WHAT IS REQUIRED :: Starting with the line that contains "Target: stone planter" and stopping after the line that contains "Target: iron railing", copy the entries below exactly. Include nothing else.
── SUPPLIED MATERIAL
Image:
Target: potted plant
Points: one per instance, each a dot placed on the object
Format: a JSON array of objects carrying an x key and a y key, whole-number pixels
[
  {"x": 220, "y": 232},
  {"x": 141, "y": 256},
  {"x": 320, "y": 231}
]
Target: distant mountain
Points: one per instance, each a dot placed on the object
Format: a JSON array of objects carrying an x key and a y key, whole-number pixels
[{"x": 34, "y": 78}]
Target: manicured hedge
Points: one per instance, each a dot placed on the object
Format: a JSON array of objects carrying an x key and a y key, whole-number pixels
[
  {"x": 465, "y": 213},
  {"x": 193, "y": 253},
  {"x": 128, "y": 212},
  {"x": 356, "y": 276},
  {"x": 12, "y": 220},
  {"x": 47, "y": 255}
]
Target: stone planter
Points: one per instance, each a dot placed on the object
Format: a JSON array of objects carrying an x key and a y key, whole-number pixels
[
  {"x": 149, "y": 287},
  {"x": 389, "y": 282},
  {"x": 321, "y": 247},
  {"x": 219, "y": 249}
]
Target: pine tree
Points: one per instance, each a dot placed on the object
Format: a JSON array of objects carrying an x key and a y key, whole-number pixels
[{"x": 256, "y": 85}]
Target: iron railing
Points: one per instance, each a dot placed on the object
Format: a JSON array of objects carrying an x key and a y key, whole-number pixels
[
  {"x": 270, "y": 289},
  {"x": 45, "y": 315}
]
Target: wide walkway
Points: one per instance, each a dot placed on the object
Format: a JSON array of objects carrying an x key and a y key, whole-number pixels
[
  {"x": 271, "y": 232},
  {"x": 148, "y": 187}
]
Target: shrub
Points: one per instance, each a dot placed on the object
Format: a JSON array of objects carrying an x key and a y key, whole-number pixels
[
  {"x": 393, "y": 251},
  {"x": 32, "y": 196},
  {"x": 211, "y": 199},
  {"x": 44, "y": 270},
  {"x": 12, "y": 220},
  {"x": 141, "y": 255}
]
────
── SUPPLIED MATERIAL
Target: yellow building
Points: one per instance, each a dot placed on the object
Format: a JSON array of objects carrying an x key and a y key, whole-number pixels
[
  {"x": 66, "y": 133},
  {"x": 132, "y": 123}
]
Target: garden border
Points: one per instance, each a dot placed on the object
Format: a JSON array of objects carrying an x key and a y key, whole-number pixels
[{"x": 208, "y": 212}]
────
ANSWER TO THIS EXERCISE ::
Target: stone planter
Points: one per instance, each a dot placed on the object
Format: a JSON array of objects carrying an x key and a y key, whole-number pixels
[
  {"x": 149, "y": 287},
  {"x": 389, "y": 282},
  {"x": 321, "y": 247},
  {"x": 219, "y": 249}
]
Target: pine tree
Points: one per instance, each a dot placed on the object
Format: a JSON array of objects carrying an x key and a y key, whole-number pixels
[{"x": 256, "y": 85}]
Target: iron railing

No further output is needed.